Each line below is to be written out in full, exactly as shown.

==================================================

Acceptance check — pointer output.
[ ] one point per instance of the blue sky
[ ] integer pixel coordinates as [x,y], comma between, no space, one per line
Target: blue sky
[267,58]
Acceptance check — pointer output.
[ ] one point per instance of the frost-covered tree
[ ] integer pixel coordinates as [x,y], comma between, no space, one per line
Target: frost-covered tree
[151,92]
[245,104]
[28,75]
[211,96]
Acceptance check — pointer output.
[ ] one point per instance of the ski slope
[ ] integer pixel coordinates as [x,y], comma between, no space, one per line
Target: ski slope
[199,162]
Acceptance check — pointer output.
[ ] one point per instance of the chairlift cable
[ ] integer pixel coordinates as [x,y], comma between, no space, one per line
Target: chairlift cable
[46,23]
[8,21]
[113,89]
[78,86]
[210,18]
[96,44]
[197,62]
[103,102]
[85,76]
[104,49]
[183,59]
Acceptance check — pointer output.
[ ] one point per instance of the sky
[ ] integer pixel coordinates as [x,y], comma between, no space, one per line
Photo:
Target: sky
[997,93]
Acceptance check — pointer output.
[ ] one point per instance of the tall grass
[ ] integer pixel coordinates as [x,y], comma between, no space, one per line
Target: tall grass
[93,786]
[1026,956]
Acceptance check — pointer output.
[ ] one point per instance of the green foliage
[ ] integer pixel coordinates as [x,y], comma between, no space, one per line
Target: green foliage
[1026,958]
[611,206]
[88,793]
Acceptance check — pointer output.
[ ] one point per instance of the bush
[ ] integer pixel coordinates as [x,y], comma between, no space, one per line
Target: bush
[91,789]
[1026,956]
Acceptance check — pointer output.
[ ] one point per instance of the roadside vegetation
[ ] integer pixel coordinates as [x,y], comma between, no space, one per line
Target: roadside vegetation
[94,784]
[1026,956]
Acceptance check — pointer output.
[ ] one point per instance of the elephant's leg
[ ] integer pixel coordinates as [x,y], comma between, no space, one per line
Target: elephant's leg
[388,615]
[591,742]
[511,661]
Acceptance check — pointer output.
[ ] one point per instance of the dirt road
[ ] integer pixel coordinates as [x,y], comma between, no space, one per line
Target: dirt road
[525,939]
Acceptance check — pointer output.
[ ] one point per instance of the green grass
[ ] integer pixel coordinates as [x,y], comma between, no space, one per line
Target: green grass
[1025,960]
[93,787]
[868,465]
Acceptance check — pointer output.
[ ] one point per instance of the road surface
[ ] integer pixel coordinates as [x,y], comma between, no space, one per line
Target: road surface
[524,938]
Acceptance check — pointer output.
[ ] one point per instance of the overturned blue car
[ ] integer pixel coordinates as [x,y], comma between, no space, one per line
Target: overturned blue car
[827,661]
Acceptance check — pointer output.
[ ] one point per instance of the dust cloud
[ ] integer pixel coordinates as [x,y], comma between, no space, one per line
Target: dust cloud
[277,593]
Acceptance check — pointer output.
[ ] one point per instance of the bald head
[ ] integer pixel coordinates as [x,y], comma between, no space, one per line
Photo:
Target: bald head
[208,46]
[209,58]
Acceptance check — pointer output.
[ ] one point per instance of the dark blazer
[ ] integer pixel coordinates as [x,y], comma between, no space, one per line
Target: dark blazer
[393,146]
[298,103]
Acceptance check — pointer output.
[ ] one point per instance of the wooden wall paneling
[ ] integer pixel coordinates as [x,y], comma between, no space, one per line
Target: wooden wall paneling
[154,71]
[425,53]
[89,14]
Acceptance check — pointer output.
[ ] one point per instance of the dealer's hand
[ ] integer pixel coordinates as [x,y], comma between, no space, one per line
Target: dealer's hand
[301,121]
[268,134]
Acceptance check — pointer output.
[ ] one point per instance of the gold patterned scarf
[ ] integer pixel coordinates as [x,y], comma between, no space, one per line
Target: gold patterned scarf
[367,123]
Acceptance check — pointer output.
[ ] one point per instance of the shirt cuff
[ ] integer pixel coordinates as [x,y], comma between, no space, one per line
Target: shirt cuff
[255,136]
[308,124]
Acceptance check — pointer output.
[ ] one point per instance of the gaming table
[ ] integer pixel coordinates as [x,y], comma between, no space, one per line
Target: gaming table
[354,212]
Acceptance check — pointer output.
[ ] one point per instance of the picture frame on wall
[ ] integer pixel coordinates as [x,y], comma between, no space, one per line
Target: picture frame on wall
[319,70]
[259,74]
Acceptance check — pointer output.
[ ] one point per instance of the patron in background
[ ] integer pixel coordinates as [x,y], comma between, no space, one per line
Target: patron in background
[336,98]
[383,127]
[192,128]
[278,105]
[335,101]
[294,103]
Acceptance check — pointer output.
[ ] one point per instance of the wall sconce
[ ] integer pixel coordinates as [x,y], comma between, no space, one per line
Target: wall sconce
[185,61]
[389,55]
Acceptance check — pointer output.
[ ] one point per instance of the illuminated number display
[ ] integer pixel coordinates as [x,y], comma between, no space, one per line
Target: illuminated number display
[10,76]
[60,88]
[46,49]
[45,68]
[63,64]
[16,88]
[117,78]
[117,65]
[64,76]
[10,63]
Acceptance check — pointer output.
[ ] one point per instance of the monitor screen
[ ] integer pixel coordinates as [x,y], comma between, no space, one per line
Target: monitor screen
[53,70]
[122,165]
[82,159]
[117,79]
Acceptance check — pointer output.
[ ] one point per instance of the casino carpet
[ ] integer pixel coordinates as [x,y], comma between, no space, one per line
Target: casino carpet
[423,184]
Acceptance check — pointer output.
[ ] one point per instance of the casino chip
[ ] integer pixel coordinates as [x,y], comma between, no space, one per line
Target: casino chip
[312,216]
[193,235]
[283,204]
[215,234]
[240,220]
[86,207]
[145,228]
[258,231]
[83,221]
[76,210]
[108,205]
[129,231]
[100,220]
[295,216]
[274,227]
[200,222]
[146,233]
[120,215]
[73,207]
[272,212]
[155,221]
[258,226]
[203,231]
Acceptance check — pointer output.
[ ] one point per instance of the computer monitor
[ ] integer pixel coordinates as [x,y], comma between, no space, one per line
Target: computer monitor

==================================================

PROBLEM SOLUTION:
Acceptance check — pointer output.
[ ] one point per instance of the blue sky
[ ] integer pixel coordinates as [x,y], comma between, no space, one per line
Target: blue sky
[267,58]
Acceptance check — pointer output.
[ ] one point per instance of the frost-covered tree
[ ] integer pixel coordinates as [x,y], comma between, no space, one per line
Target: frost-covered tree
[151,92]
[245,104]
[28,75]
[211,96]
Acceptance check — pointer output.
[ ] one point per instance of the ski slope
[ ] integer pixel coordinates as [x,y], comma between, no space, one per line
Target: ski slope
[199,162]
Acceptance check — pointer output.
[ ] one point per instance of the chairlift cable
[ ] integer pixel coordinates as [x,y], comma between, no space, one per line
Target: chairlift cable
[46,23]
[8,21]
[113,89]
[78,86]
[210,18]
[96,44]
[197,62]
[103,102]
[85,76]
[104,49]
[183,59]
Acceptance check — pointer output.
[ ] one point per instance of the sky
[ ] integer pixel coordinates as [x,y], comma between, no space, one per line
Photo:
Target: sky
[997,93]
Acceptance check — pointer output.
[ ] one point per instance of the tall grass
[ ] integer pixel coordinates as [x,y], comma between, no space, one per line
Target: tall grass
[93,786]
[1026,956]
Acceptance check — pointer output.
[ ] one point per instance of the green foliage
[ ] integer pixel coordinates as [x,y], comma between, no space, one per line
Target: green foliage
[1026,958]
[611,206]
[88,793]
Acceptance check — pointer output.
[ ] one point per instance of the bush
[ ] integer pixel coordinates as [x,y], comma between, no space, one per line
Target: bush
[91,789]
[1026,956]
Acceptance check — pointer output.
[ ] one point per instance of the roadside vegetation
[ ] integer pixel coordinates as [x,y], comma between, no space, one per line
Target: roadside vegetation
[94,784]
[1026,956]
Acceptance check — pointer output.
[ ] one point per instance of the elephant's leg
[ ] integer pixel coordinates as [x,y], comma between, no space, one per line
Target: elephant's leg
[388,615]
[591,742]
[511,661]
Acceptance check — pointer output.
[ ] one point per instance of the dirt road
[ ] integer pixel coordinates as [x,y], comma between, no space, one per line
Target: dirt road
[525,939]
Acceptance check — pointer output.
[ ] one point per instance of the green grass
[ ] integer pixel coordinates as [x,y], comma between, no space, one per line
Target: green grass
[1025,960]
[93,787]
[868,465]
Acceptance check — pointer output.
[ ] one point per instance of the road surface
[ ] integer pixel coordinates as [x,y], comma between, no space, one per line
Target: road surface
[524,938]
Acceptance check — pointer output.
[ ] one point per instance of the overturned blue car
[ ] integer pixel coordinates as [x,y], comma between, no space, one per line
Target: overturned blue car
[827,661]
Acceptance check — pointer output.
[ ] one point per instance of the dust cloud
[ ] integer pixel coordinates as [x,y], comma between, no space, one per line
Target: dust cloud
[277,593]
Acceptance check — pointer output.
[ ] one point per instance of the bald head
[ ] integer pixel coordinates as [x,y], comma between, no space, one per line
Photo:
Target: bald head
[208,46]
[209,58]
Acceptance check — pointer output.
[ ] one point per instance of the dark blazer
[ ] integer pixel coordinates as [x,y], comma between, no space, one per line
Target: dark blazer
[393,146]
[298,103]
Acceptance check — pointer output.
[ ] one point per instance of the wooden wall paneling
[ ] integer pixel coordinates as [x,y], comma between, no space, one per line
Target: wooden wall paneling
[154,71]
[425,53]
[89,14]
Acceptance check — pointer output.
[ ] one point per instance of the dealer's hand
[ ] integer pixel coordinates as [x,y], comma between, no space, one per line
Target: dealer's hand
[301,121]
[268,134]
Acceptance check — pointer output.
[ ] one point per instance of the gold patterned scarf
[ ] integer pixel coordinates as [x,y], comma between, no space, one per line
Target: gold patterned scarf
[367,123]
Acceptance check — pointer output.
[ ] one point per instance of the shirt cuff
[ ] integer pixel coordinates as [x,y], comma between, no space, one per line
Target: shirt cuff
[255,136]
[308,124]
Acceptance check — pointer output.
[ ] one point per instance of the gaming table
[ ] integer pixel coordinates as [x,y], comma between, no space, one per line
Target: gaming table
[354,212]
Acceptance check — pointer output.
[ ] one point per instance of the picture frame on wall
[ ] integer pixel coordinates as [x,y], comma between, no space, one per line
Target: picture frame on wall
[319,70]
[259,74]
Acceptance check — pointer output.
[ ] one point per instance of the patron in background
[ ] integer pixel coordinates as [x,y], comma between, no space, one per line
Target: patron in background
[336,98]
[383,127]
[192,128]
[278,105]
[335,101]
[294,103]
Acceptance check — pointer output.
[ ] one point per instance of the wall sconce
[ ] integer pixel coordinates as [x,y], comma between, no space, one per line
Target: wall sconce
[185,61]
[389,55]
Acceptance check — pointer output.
[ ] one point per instance of the illuminated number display
[ ] integer pixel coordinates as [x,y], comma between, no space, one per line
Target: illuminated number display
[10,76]
[60,88]
[46,49]
[45,68]
[63,64]
[16,88]
[117,78]
[117,65]
[64,76]
[10,63]
Acceptance check — pointer output.
[ ] one point per instance of the monitor screen
[ ] integer pixel coordinates as [x,y], comma between, no space, one per line
Target: monitor screen
[53,70]
[122,165]
[82,159]
[117,79]
Acceptance check — pointer output.
[ ] one point per instance of the casino carpet
[ ] integer pixel coordinates as [x,y], comma between, no space, one per line
Target: casino carpet
[423,184]
Acceptance check — pointer output.
[ ] one point per instance of the casino chip
[ ] integer pixel coordinates as [x,y], comma between, no space, one per line
Target: casino chip
[312,216]
[193,235]
[283,204]
[215,234]
[240,220]
[86,207]
[145,228]
[258,231]
[83,221]
[76,210]
[108,205]
[129,231]
[100,220]
[295,216]
[274,227]
[200,222]
[146,233]
[120,215]
[73,207]
[272,212]
[155,221]
[258,226]
[203,231]
Acceptance check — pointer output.
[ ] one point per instance of the computer monitor
[ ] integer pixel coordinates as [x,y], comma between, no space, one per line
Target: computer monitor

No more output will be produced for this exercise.